Monday, Aug. 23, 1937
Nominee No. 93
By last month the gentlemen of the Department of Justice had combed their wits and the nation, and compiled a list of some 60 men. Further probing into the lives--private and public--of these 60 eliminated two-thirds of them. Last fortnight, with 20 names before him, President Roosevelt started the blue-penciling which would continue until but one name remained: that of the successor to Willis Van Devanter as Associate Justice of the Supreme Court.
Out. . . . Out. . . . Out. . . . Finally seven names were left. In one group three Federal Circuit Court judges: Sam Gilbert Bratton of New Mexico, Joseph C. Hutcheson Jr. of Texas, Samuel Hale Sibley of Georgia, and Chief Justice Walter Parker Stacy of North Carolina's Supreme Court. In another, three integral cogs of the New Deal: U. S. Solicitor General Stanley Forman Reed of Kentucky, Senator Sherman Minton of Indiana, Senator Hugo LaFayette Black of Alabama.
Left then to choose between judges sitting hundreds of miles from Washington and actual firsthand participants in the New Deal, Franklin Roosevelt chose the group he trusted best, eliminated the judges from consideration. Then it was: Reed, Minton or Black? Black, Minton or Reed? Stanley Reed has been a stanch defender of the New Deal before the very tribunal to which he might now be named, but Stanley Reed is also a bank director. Moreover, Kentucky is already represented on the bench by reactionary old James Clark McReynolds--at this thought Franklin Roosevelt may well have gritted his teeth. So Stanley Reed went out. Two Senators were left, men who might be easily confirmed by virtue of hoary "Senatorial courtesy," which presumes that every Senator is a witness to the irreproachable character of every other Senator. Both Senators had been bulwarks of the New Deal even unto the last ditch of the Court Plan. But Sherman Minton had not reached the Senate until the New Deal was two years old. Besides, the droll McNutt machine had put Sherman Minton into office while Hugo Black was beholden to no machine except his own, grounded in the Alabama backwoods whence he sprang. His mind made up, Franklin Roosevelt wrote in longhand his long-awaited message to the Senate last week: "I nominate Hugo L. Black of Alabama to be an Associate Justice of the Supreme Court."
Poor Boy's Progress. When President Roosevelt sent his nomination to the Senate, only he and Hugo Black knew what was in it and Senator Black's knowledge was hours old. The nomination fell as a bombshell to the press if not to the nominee, whose previous experience on the bench consisted of a year-and-a-half as a "boy judge" in Birmingham's police court. That was in 1910, three years after he had left poverty-bitten Clay County with $1.20 following the burning of the law office young Hugo had managed to set up when he graduated from the University of Alabama Law School.

- [Extracted information]:
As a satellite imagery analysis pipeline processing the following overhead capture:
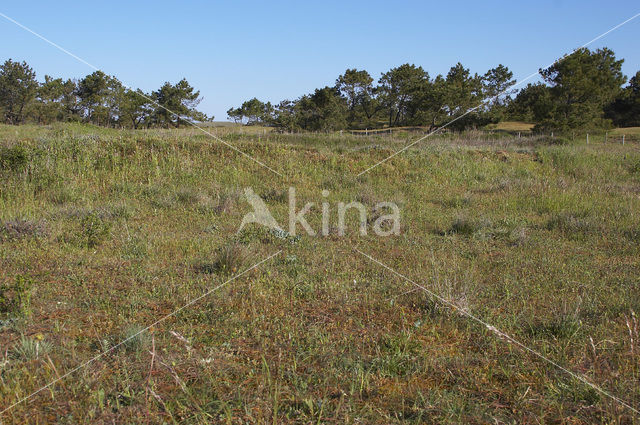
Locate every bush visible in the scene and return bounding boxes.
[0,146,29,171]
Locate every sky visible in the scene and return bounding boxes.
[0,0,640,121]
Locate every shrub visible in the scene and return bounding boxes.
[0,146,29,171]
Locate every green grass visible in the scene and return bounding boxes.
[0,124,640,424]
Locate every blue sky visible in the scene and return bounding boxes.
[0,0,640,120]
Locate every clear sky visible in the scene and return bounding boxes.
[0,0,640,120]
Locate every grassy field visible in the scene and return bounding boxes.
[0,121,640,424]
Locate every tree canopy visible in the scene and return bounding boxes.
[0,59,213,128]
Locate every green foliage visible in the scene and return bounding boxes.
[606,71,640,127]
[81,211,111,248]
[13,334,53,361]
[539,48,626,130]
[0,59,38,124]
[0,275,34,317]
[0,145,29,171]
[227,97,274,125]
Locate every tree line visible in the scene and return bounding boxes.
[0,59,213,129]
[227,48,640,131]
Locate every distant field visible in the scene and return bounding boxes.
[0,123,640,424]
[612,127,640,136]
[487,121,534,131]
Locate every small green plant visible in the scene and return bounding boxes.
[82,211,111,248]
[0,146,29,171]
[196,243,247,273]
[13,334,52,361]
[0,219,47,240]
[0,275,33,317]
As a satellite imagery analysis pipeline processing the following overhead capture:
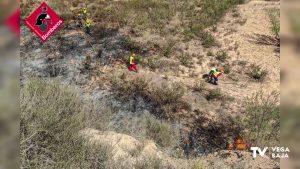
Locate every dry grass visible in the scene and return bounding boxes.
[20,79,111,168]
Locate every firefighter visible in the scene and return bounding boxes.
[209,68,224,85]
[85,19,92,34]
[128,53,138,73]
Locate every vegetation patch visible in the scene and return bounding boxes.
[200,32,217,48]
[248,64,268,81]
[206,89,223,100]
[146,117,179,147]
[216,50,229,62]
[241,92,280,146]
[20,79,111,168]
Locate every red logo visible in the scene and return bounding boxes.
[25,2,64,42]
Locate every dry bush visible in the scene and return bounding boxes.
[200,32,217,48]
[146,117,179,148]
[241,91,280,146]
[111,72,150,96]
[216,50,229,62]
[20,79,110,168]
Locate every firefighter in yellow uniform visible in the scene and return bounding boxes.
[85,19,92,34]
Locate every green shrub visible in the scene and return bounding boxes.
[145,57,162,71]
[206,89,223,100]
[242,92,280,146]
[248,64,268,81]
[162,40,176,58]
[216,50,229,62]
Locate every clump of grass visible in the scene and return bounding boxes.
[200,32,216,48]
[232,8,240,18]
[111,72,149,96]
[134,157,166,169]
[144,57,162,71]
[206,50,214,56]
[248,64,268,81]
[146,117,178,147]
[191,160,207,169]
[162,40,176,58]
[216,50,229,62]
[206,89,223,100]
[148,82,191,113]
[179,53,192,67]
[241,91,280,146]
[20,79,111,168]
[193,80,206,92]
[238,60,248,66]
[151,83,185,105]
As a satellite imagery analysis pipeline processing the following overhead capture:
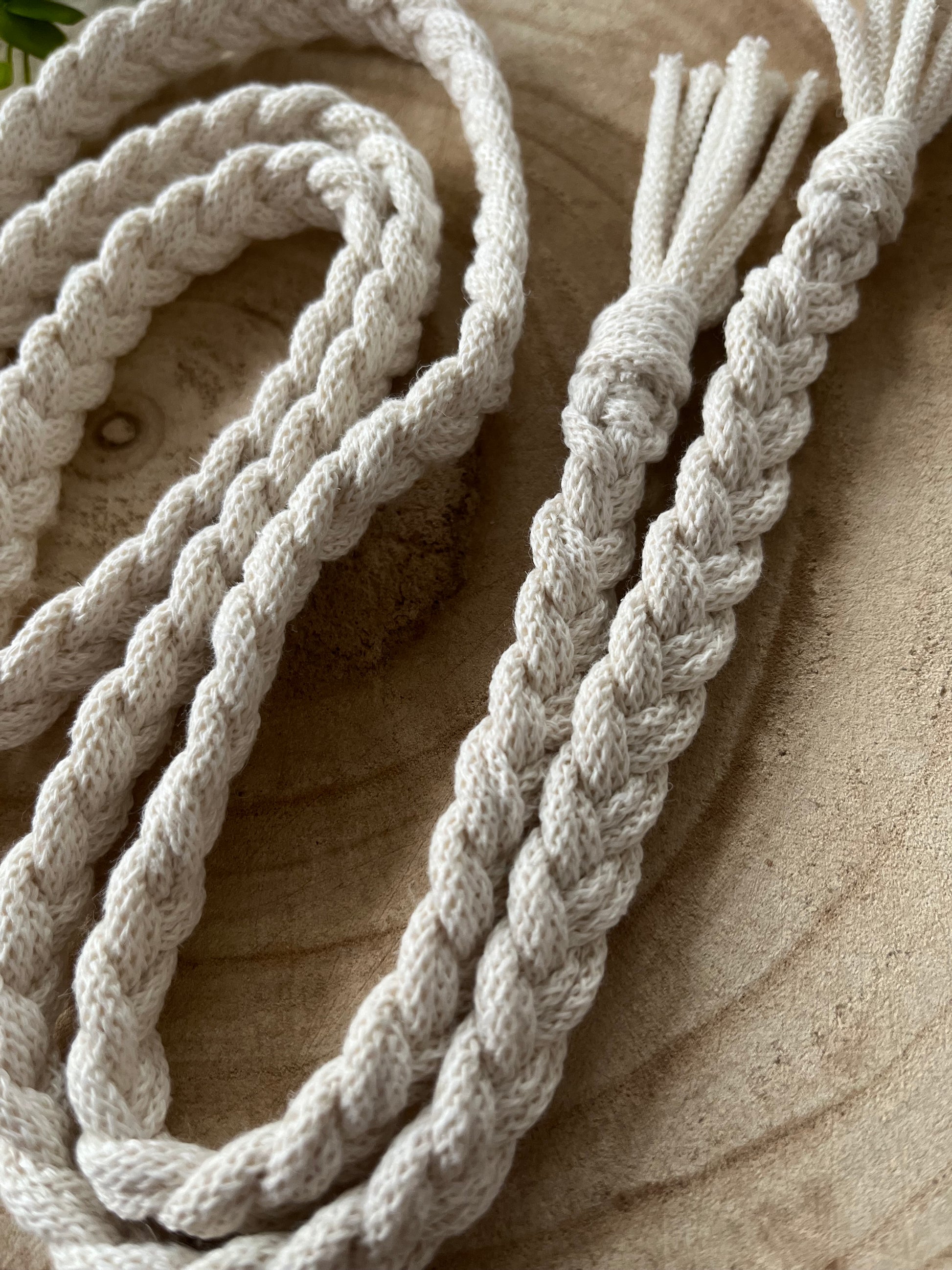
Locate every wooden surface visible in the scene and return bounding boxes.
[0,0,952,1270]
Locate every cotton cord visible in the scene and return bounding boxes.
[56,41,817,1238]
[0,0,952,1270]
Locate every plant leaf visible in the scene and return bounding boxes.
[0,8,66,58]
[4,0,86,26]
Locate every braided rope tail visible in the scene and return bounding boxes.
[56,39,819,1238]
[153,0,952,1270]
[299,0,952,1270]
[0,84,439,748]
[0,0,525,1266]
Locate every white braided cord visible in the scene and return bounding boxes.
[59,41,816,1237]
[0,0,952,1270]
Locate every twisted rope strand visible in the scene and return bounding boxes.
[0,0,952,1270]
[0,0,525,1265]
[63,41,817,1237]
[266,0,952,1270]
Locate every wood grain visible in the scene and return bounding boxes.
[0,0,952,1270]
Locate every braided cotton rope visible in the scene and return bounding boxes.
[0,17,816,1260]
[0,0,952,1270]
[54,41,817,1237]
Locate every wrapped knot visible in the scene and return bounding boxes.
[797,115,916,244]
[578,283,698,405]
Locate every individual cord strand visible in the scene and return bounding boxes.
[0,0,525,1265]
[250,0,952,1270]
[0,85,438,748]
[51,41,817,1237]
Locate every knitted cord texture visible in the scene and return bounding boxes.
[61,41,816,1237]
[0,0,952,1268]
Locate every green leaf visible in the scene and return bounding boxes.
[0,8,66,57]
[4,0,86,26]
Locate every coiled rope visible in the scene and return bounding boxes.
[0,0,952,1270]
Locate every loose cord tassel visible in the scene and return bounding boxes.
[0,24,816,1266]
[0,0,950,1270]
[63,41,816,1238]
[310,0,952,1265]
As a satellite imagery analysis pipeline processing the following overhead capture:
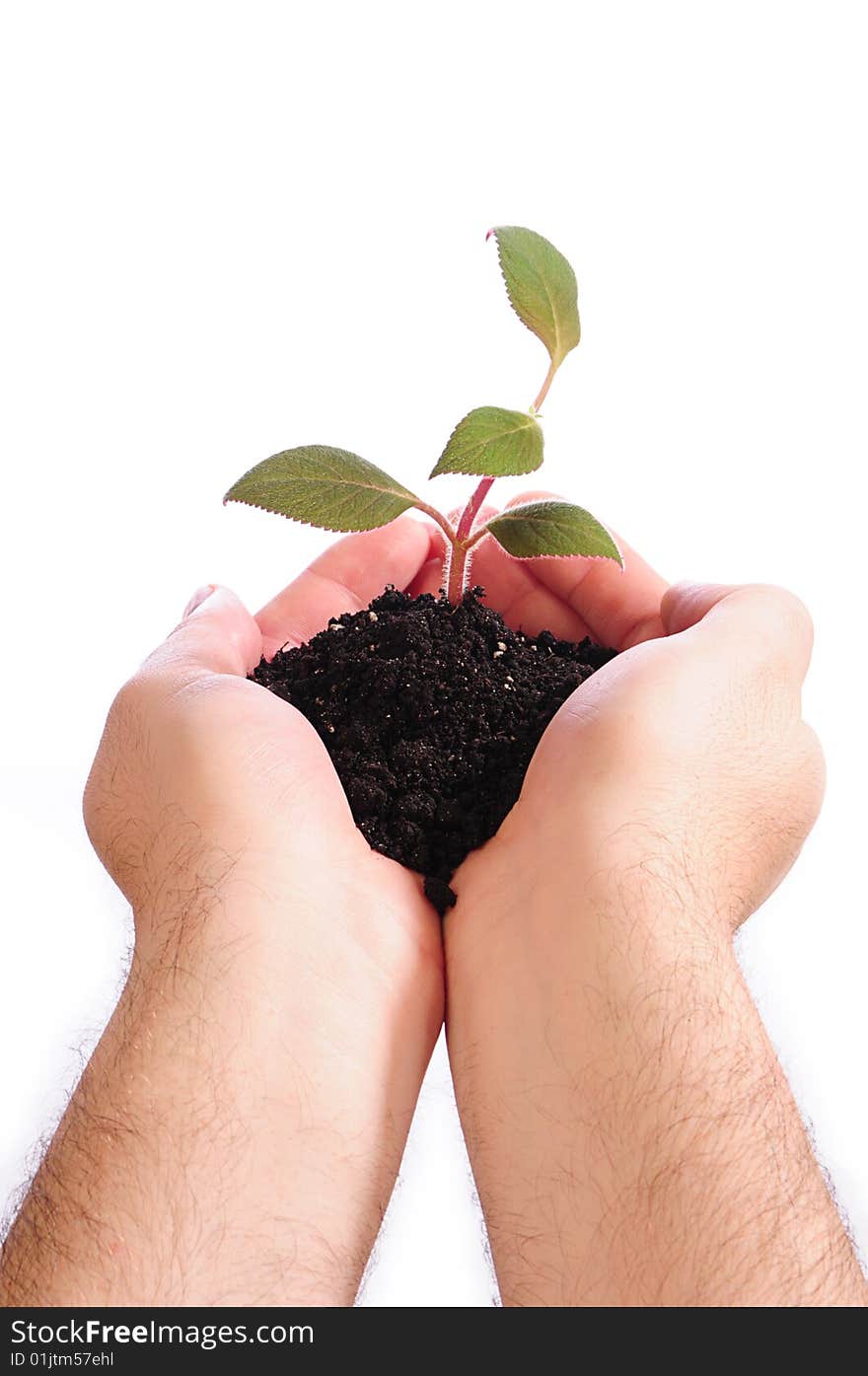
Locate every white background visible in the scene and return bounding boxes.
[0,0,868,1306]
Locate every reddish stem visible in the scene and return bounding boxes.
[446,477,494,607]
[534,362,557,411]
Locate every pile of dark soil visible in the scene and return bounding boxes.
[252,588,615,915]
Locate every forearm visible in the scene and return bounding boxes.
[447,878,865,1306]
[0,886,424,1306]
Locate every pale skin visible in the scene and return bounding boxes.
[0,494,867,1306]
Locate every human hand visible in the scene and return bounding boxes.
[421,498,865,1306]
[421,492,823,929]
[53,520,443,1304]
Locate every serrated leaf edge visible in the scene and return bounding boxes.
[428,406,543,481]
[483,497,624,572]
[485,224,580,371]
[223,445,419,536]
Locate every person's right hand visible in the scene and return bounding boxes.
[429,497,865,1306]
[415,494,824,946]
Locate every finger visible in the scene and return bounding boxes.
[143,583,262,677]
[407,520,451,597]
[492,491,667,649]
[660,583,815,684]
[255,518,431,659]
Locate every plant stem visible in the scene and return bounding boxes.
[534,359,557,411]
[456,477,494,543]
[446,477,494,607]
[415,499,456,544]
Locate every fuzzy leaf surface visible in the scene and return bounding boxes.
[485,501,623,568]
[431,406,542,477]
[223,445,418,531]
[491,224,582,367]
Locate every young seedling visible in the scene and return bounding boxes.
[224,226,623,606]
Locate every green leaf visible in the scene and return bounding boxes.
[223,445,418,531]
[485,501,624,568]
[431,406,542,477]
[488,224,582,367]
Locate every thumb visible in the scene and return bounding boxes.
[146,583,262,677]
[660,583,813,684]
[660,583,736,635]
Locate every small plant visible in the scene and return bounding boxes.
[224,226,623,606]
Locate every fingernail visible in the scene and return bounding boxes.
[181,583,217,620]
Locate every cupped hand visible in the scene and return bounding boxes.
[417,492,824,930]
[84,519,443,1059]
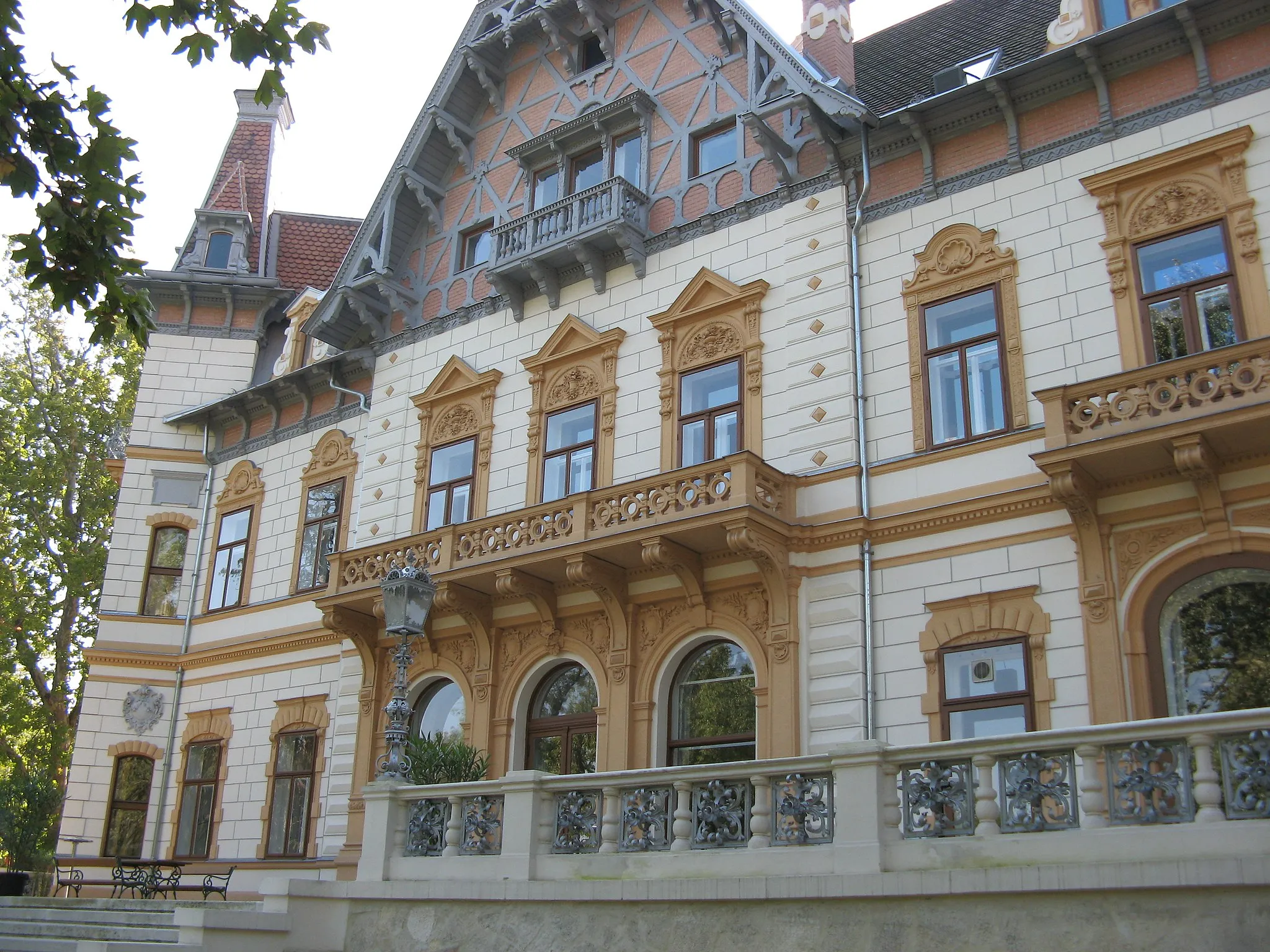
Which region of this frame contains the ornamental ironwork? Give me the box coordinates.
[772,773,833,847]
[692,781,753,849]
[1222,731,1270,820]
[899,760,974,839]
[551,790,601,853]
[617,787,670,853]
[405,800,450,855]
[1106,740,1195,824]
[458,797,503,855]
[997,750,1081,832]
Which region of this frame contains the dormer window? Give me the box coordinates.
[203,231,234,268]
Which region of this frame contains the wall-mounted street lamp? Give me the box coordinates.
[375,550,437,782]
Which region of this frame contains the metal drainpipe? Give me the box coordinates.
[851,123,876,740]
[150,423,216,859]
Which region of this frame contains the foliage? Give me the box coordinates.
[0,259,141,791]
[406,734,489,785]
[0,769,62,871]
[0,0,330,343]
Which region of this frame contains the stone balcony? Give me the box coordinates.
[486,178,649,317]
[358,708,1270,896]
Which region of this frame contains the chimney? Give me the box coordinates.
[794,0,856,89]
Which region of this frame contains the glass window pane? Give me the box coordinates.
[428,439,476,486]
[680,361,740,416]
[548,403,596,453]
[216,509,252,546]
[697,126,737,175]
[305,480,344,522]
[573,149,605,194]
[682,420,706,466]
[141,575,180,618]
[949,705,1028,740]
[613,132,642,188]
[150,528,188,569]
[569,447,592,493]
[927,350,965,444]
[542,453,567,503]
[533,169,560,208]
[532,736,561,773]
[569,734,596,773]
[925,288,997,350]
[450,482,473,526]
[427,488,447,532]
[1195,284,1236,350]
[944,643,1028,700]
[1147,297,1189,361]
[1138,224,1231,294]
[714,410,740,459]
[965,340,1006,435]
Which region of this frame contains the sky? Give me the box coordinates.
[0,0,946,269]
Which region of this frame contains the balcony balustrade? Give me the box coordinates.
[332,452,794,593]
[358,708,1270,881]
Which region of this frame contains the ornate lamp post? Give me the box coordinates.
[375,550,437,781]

- [Tasks for this exercise]:
a - From the article about the Supreme Court nominee, list the seven men whose names remained after the President's first rounds of elimination.
b - Reproduce the part of the article about the Supreme Court nominee starting at "Monday, Aug. 23, 1937" and ending at "as Associate Justice of the Supreme Court.", renaming "gentlemen" to "officials".
c - Write the next paragraph of the article about the Supreme Court nominee, picking up after its final sentence.

- [Answers below]:
a - Sam Gilbert Bratton, Joseph C. Hutcheson Jr., Samuel Hale Sibley, Walter Parker Stacy, Stanley Forman Reed, Sherman Minton, Hugo LaFayette Black

b -
Monday, Aug. 23, 1937
Nominee No. 93
By last month the officials of the Department of Justice had combed their wits and the nation, and compiled a list of some 60 men. Further probing into the lives--private and public--of these 60 eliminated two-thirds of them. Last fortnight, with 20 names before him, President Roosevelt started the blue-penciling which would continue until but one name remained: that of the successor to Willis Van Devanter as Associate Justice of the Supreme Court.

c -
A term in the Army (on this side) and an unspectacular non-corporation law practice in Birmingham brought Hugo Black up to 1926, when Alabama's late great Oscar Wilder Underwood declined to stand for reelection to the Senate. John H. Bankhead of a proud Alabama family announced for the job. So did Colonel L. B. Musgrove, potent coal operator and angel of the Anti-Saloon League. So did three others, including unprepossessing: Hugo Black. But Hugo Black campaigned the hardest and bitterest. He drove his battered Model T into every cranny of Alabama. He often spent the night at a farmer's house, left next morning after convincing the family and neighbors he was one of them. Most important, he wrested support from Alabama's Ku Klux Klan from Colonel Musgrove, though the Colonel claimed the promise of Klan favor from its national headquarters. Poor-white KKK backing meant election in Alabama in 1926, embarrassing as it might prove to Nominee Black in 1937*
'"The Senate made Hugo Black" runs a saying in Washington. Senators in 1927 sized him up as nothing much: an insignificant-looking son of a crossroads storekeeper and farmer, a poor young lawyer elected by the KKK to take a seat alongside J. Thomas ("Tom-Tom") Heflin. Charles Michelson of the New York World mourned the passing of Southern statesmen like Underwood and Mississippi's John Sharp Williams.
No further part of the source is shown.